Segmentation mask data
====

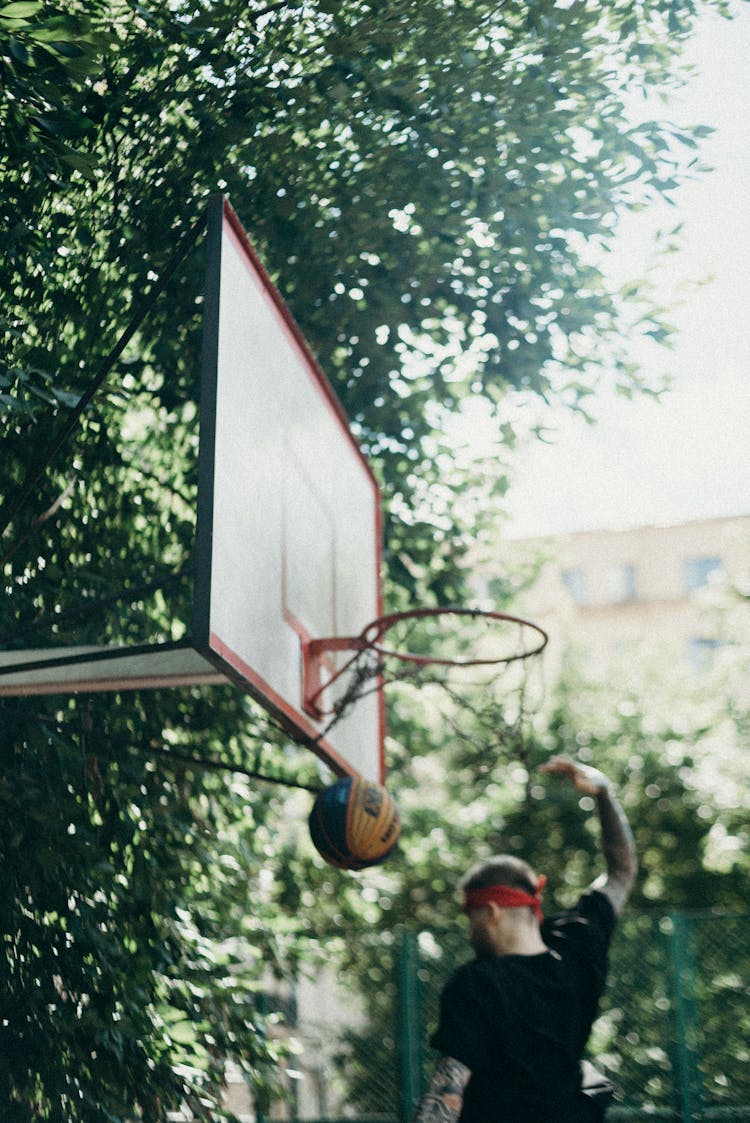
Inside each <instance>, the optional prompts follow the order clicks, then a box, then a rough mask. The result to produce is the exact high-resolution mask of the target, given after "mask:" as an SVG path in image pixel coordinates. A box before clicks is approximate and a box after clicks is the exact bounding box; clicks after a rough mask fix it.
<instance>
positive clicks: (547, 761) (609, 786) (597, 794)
mask: <svg viewBox="0 0 750 1123" xmlns="http://www.w3.org/2000/svg"><path fill="white" fill-rule="evenodd" d="M539 772H543V773H559V774H561V775H562V776H567V777H568V779H569V780H570V783H571V784H573V786H574V787H576V788H577V789H578V791H579V792H584V793H585V794H586V795H598V794H600V792H609V791H611V788H612V785H611V783H610V780H609V779H607V778H606V776H605V775H604V773H602V772H600V770H598V768H592V767H591V765H582V764H579V763H578V761H577V760H570V758H569V757H551V758H550V759H549V760H548V761H547V764H545V765H540V766H539Z"/></svg>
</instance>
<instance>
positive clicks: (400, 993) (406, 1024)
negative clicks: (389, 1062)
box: [396, 931, 422, 1123]
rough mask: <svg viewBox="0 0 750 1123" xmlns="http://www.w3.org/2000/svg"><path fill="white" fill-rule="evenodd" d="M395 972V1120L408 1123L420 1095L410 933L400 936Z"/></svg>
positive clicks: (414, 960)
mask: <svg viewBox="0 0 750 1123" xmlns="http://www.w3.org/2000/svg"><path fill="white" fill-rule="evenodd" d="M397 964H399V969H397V971H396V995H397V998H396V1048H397V1060H399V1120H400V1123H409V1121H410V1120H411V1117H412V1115H413V1112H414V1108H415V1106H417V1104H418V1103H419V1098H420V1096H421V1094H422V1057H421V1053H422V1026H421V1010H420V994H419V974H418V971H419V946H418V942H417V935H415V934H414V933H413V932H405V931H404V932H403V933H402V935H401V947H400V948H399V959H397Z"/></svg>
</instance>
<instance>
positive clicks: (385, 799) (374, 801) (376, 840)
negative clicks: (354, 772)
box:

====

§ **Problem to work on**
Reproduce every line of the records above verbatim, leaving out the pictures.

§ **Exercise solution**
Inside each <instance>, the optional prompts follow the order clicks, then a box, then a rough mask. The result to produce is the exact high-resolution mask of the target, given after "mask:" as an SVG path in image pixel coordinates. A box before clicks is approximate and a box after clicks is the exact bounding box; clicks after a rough mask fix it.
<instance>
positive clicks: (547, 761) (609, 786) (597, 794)
mask: <svg viewBox="0 0 750 1123" xmlns="http://www.w3.org/2000/svg"><path fill="white" fill-rule="evenodd" d="M539 772H543V773H559V774H561V775H562V776H567V777H568V779H569V780H570V783H571V784H573V786H574V787H576V788H577V789H578V791H579V792H584V793H585V794H586V795H598V794H600V792H609V791H611V788H612V785H611V783H610V780H609V779H607V778H606V776H605V775H604V773H602V772H600V770H598V768H592V767H591V765H582V764H579V763H578V761H577V760H570V758H569V757H551V758H550V759H549V760H548V761H547V764H545V765H540V766H539Z"/></svg>
</instance>
<instance>
positive clicks: (400, 993) (406, 1024)
negative clicks: (389, 1062)
box: [396, 931, 422, 1123]
rough mask: <svg viewBox="0 0 750 1123" xmlns="http://www.w3.org/2000/svg"><path fill="white" fill-rule="evenodd" d="M395 972V1120L408 1123L420 1095L410 933L400 936Z"/></svg>
positive clicks: (414, 960)
mask: <svg viewBox="0 0 750 1123" xmlns="http://www.w3.org/2000/svg"><path fill="white" fill-rule="evenodd" d="M397 964H399V969H397V971H396V995H397V998H396V1048H397V1060H399V1120H400V1123H409V1121H410V1120H411V1117H412V1115H413V1112H414V1108H415V1106H417V1104H418V1103H419V1098H420V1096H421V1094H422V1057H421V1053H422V1026H421V1010H420V994H419V974H418V971H419V946H418V942H417V935H415V934H414V933H413V932H405V931H404V932H403V933H402V935H401V947H400V948H399V959H397Z"/></svg>
</instance>
<instance>
positive clicks: (385, 799) (374, 801) (376, 840)
negative clicks: (354, 772)
box:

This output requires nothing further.